> _Required work_
1. Answer these questions from the forum thread:
(a) What does the government invest the "Trust Fund" surplus in?
(b) What book did Steinbeck write, according to the thread?
(c) In laughingwillow's post, what is on the rise in the country?
2. Decide whether each statement agrees with the forum thread. Answer yes or no and quote the words that settle it.
(a) The generated surplus is growing.
(b) In the second Andrew Jackson quote, Jackson has been told that taking the deposits and annulling the bank's charter would ruin ten thousand families.
(c) laughingwillow expects the current trend to reverse soon.
---------- Source passage ----------
On top of this, the government has been unfairly using money from the generated surplus (which is dwindling). They put the surplus into a "Trust Fund" to invest in for the benefit of the US citizens and their future. So what do they invest it in? Treasury securities... So now Uncle Sam has the right to use the money from the sale of those government bonds however it sees fit.

I think in any other corporate arena such a practice would be called money laundering... But go figure.

God bless America!

caulfield

#6
I know Andrew Jackson is infamous for his cruelty to Native Americans, but two quotes by him really ring true today...

"The bold effort the present (central) bank had made to control the government ... are but premonitions of the fate that await the American people should they be deluded into a perpetuation of this institution or the establishment of another like it."

"Gentlemen, I have had men watching you for a long time and I am convinced that you have used the funds of the bank to speculate in the breadstuffs of the country. When you won, you divided the profits amongst you, and when you lost, you charged it to the bank. You tell me that if I take the deposits from the bank and annul its charter, I shall ruin ten thousand families. That may be true, gentlemen, but that is your sin! Should I let you go on, you will ruin fifty thousand families, and that would be my sin! You are a den of vipers and thieves."

Years ago, Steinbeck wrote The Grapes of Wrath to protest against the enslavement of the US citizen to the banking system as Washington turned a blind eye and supported corporate America. When the fog finally clears from this economic catastrophe, I hope another writer has the balls to stand up and do the same for all of us...

If we do not do our duty to crucify our politicians, revolt against our current system, and DEMAND some real changes, then the next generations will do it for us... But instead of crying out against our leaders and our government, they will blame us for being a generation of worthless, greedy, self-centered, ignorant people who lived far beyond their means, charged the bill on credit, and passed the debt on to our children.

I truly hope it does not come to that.

Peace all.

laughingwillow

#7
Right on, caul.

But it sure appears we are headed in that direction. (Do nothing.)

I'm not real optimistic that the current, backward trend is going to reverse any time soon. Authoritarianism is on the rise in this country, imo. And the mainstream media is helping propagate the necessary mindset to the masses.
---------- Listed records ----------
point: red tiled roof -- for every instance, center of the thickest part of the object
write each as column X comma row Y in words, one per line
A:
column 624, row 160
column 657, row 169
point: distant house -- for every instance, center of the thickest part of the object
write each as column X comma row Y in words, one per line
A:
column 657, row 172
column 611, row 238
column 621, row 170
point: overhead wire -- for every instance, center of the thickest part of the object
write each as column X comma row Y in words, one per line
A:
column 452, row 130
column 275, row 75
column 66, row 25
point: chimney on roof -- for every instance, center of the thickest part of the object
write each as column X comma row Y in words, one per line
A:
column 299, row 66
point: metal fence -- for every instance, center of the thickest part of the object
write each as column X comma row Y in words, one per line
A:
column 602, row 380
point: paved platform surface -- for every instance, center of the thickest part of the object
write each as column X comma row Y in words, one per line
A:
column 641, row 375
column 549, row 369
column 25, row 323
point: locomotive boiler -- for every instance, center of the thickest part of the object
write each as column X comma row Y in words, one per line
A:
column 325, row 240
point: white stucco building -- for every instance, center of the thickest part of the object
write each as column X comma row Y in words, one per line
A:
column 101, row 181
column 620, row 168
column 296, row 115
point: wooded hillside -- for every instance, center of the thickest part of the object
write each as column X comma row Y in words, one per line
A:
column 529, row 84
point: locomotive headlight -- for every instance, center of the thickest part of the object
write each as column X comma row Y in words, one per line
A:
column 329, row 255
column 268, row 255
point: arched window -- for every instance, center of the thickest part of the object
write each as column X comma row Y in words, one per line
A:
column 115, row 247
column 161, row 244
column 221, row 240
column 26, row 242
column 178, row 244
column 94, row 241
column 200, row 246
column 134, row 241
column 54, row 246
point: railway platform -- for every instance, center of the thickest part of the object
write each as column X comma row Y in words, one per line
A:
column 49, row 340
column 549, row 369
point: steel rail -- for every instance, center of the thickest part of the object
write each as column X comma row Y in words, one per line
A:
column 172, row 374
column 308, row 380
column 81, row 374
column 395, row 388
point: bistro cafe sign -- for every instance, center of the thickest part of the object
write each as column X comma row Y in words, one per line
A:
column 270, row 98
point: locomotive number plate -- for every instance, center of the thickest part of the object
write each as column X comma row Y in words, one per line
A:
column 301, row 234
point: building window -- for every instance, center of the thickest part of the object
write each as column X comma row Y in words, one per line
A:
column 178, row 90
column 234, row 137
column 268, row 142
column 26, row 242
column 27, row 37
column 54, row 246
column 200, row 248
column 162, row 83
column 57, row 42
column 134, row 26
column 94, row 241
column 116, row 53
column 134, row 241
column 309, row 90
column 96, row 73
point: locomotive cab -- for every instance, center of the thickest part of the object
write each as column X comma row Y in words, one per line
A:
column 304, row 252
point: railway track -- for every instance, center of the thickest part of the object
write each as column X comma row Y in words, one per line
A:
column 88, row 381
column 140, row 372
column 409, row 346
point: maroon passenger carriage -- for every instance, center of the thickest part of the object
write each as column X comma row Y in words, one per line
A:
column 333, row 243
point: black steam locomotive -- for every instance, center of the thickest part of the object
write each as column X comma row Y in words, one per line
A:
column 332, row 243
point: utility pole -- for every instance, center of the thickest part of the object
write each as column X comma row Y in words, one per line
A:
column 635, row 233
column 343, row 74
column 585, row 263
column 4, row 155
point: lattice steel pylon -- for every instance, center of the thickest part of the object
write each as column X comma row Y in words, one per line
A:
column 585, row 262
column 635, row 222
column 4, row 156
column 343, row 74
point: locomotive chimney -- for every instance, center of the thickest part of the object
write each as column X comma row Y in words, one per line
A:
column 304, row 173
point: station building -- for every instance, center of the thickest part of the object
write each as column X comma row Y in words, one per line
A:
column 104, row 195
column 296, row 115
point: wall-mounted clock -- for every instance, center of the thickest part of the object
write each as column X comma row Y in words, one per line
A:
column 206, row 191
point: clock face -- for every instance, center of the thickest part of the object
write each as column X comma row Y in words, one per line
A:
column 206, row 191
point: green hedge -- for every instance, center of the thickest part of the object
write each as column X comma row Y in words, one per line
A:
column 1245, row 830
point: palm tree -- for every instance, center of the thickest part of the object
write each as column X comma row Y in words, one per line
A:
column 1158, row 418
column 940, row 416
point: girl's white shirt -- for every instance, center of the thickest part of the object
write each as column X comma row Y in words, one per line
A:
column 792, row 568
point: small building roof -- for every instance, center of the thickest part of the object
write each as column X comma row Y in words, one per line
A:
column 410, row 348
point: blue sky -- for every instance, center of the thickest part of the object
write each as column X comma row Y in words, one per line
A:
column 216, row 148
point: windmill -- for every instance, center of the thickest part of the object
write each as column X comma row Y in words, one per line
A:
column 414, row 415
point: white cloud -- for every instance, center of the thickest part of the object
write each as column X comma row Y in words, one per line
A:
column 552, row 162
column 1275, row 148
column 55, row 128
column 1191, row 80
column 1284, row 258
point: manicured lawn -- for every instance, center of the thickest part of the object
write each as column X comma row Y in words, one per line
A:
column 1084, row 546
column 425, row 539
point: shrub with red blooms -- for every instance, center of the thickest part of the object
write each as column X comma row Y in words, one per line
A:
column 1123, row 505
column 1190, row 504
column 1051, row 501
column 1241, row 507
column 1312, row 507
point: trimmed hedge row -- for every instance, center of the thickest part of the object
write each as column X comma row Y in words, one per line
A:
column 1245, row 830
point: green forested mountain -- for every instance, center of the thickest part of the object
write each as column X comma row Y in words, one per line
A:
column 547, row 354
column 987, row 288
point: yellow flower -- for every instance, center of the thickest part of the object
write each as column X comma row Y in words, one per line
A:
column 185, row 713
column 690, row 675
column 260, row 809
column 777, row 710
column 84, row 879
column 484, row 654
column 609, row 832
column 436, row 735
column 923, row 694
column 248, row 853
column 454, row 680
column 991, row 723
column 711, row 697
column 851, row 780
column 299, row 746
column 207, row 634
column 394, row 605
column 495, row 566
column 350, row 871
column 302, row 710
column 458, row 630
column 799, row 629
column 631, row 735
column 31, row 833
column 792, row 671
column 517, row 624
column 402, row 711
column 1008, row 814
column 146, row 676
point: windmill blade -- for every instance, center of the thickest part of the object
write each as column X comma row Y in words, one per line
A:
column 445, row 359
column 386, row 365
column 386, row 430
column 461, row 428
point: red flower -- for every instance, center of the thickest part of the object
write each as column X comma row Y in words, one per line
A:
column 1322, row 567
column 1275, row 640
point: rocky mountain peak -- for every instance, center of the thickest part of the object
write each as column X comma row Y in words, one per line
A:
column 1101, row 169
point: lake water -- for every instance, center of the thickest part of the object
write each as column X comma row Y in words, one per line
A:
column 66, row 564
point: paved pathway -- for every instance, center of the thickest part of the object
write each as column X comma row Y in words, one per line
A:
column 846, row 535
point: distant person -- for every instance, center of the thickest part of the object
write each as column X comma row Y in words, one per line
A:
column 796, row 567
----------
> _Answers to the tasks_
1.
(a) Treasury securities
(b) The Grapes of Wrath
(c) Authoritarianism

2.
(a) No: "the generated surplus (which is dwindling)"
(b) Yes: "You tell me that if I take the deposits from the bank and annul its charter, I shall ruin ten thousand families."
(c) No: "I'm not real optimistic that the current, backward trend is going to reverse any time soon."